Copy out exactly the lines that begin with the one containing "Query: wooden plank" and continue until the last line of the material.

* Records provided *
◆ ◆ ◆ ◆ ◆

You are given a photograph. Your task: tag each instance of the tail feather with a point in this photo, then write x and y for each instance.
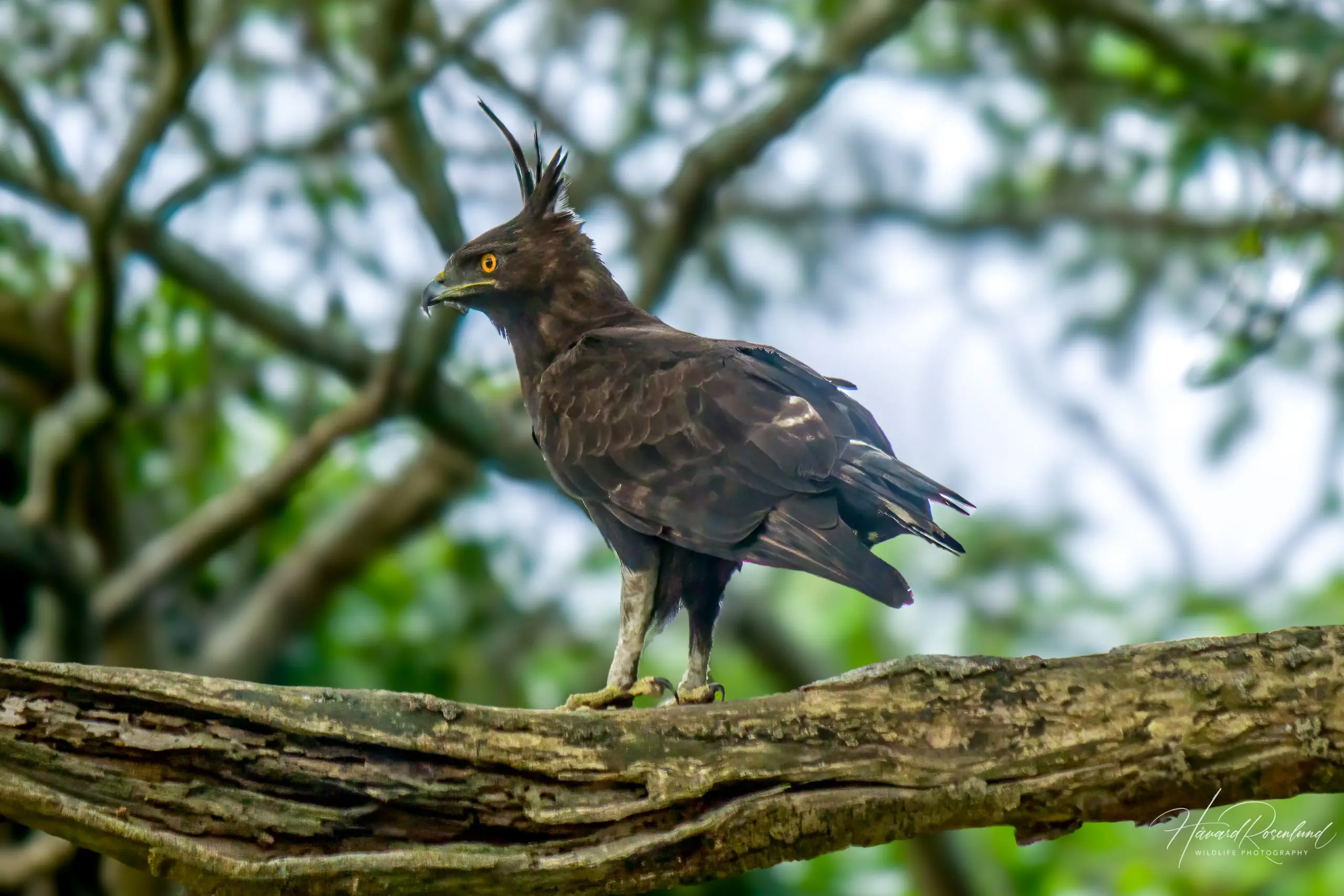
(804, 534)
(902, 492)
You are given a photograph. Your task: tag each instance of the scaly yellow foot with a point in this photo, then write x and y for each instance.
(705, 693)
(618, 698)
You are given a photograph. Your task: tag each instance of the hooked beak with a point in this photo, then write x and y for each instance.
(444, 293)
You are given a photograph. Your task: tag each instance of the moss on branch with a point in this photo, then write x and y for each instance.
(238, 787)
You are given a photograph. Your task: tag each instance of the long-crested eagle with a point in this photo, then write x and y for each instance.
(690, 455)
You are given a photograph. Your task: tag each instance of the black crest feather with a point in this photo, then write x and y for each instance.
(541, 187)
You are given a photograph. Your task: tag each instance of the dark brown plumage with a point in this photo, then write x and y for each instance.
(690, 455)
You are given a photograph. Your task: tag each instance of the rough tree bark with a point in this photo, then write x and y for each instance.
(238, 787)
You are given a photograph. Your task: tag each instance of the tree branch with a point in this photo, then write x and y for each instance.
(241, 789)
(328, 555)
(687, 201)
(45, 147)
(230, 513)
(102, 210)
(481, 430)
(56, 434)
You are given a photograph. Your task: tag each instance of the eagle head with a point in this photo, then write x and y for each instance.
(523, 258)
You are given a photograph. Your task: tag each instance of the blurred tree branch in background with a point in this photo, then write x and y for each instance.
(232, 786)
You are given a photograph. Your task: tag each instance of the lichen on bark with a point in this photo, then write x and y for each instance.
(238, 787)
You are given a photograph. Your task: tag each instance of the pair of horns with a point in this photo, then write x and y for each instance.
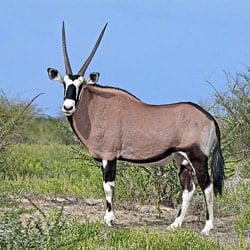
(87, 62)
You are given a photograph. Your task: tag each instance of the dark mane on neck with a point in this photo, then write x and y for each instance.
(115, 88)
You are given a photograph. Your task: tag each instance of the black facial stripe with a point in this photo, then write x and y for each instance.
(73, 77)
(70, 92)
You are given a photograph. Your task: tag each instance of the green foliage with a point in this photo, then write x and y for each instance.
(52, 231)
(14, 119)
(51, 169)
(233, 113)
(147, 184)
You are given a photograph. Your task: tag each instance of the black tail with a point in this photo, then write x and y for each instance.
(217, 165)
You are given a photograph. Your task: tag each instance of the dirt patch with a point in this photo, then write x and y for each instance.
(136, 217)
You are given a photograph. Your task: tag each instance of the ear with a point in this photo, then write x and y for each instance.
(93, 78)
(54, 75)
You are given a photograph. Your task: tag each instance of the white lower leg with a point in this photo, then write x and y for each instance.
(109, 192)
(210, 214)
(186, 197)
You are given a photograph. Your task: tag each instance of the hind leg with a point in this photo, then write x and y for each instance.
(207, 189)
(201, 167)
(188, 188)
(109, 173)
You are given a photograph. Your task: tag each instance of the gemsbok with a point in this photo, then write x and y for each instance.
(115, 125)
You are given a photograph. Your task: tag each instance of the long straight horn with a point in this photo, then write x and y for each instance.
(87, 62)
(65, 53)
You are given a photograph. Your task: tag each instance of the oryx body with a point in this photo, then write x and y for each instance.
(115, 125)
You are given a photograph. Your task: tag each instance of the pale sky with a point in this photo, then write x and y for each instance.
(161, 51)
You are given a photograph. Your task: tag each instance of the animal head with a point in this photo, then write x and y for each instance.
(73, 83)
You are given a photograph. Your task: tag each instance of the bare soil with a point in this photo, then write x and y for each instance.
(137, 217)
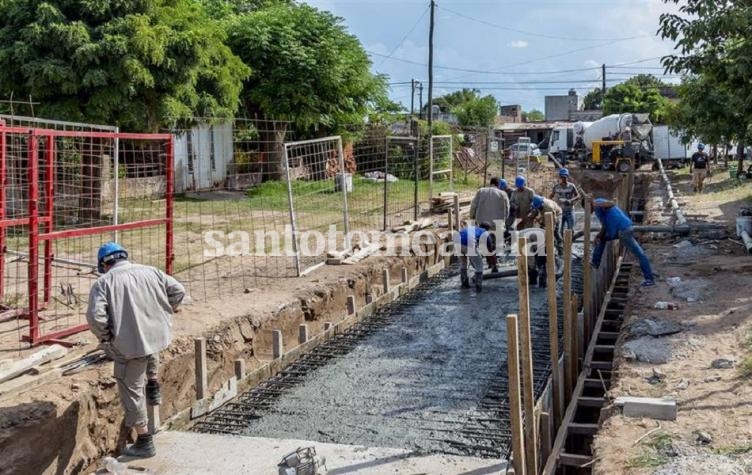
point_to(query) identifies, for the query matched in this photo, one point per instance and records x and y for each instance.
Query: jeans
(626, 236)
(567, 220)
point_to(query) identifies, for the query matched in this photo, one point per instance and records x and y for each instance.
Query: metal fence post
(291, 208)
(345, 209)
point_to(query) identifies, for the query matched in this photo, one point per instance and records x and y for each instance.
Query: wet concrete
(434, 380)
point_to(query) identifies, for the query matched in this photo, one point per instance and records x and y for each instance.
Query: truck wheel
(624, 166)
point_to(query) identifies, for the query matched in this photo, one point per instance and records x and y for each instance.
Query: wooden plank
(569, 356)
(575, 460)
(19, 367)
(580, 428)
(515, 403)
(528, 396)
(553, 320)
(561, 436)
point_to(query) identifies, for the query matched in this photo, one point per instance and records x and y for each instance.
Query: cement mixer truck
(618, 141)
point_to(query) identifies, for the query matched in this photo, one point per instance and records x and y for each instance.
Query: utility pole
(430, 68)
(420, 103)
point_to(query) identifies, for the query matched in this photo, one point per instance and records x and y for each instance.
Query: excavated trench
(427, 373)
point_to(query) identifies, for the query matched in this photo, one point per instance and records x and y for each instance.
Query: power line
(394, 50)
(533, 34)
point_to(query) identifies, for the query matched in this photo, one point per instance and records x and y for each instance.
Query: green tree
(533, 116)
(594, 99)
(641, 93)
(477, 111)
(307, 70)
(141, 64)
(713, 43)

◆ ◆ ◆ ◆ ◆

* Task response *
Query: wooden plank
(569, 356)
(575, 460)
(19, 367)
(580, 428)
(515, 403)
(528, 396)
(553, 320)
(561, 436)
point_to(query) identifies, for the query matched in this photo, one point per instance and records x and y for each instance.
Query: cement mixer truck
(618, 141)
point_to(query) identifies, for the query matched in this photo, one point per instance and records x and y for each instance.
Query: utility pole
(430, 68)
(420, 103)
point_to(query) identifies, for the query matched in this photo, one point per instance and records x and y for each instance.
Query: excavated trench
(427, 373)
point_to(query) identifies, for the query matched in this photo, one point per instance and records x and y for each instance.
Query: power line
(394, 50)
(533, 34)
point_to(query) identifies, for the query matched in this photo, one point per instance and records x and y for each instance.
Query: green tree
(533, 116)
(594, 99)
(641, 93)
(477, 111)
(307, 70)
(141, 64)
(713, 43)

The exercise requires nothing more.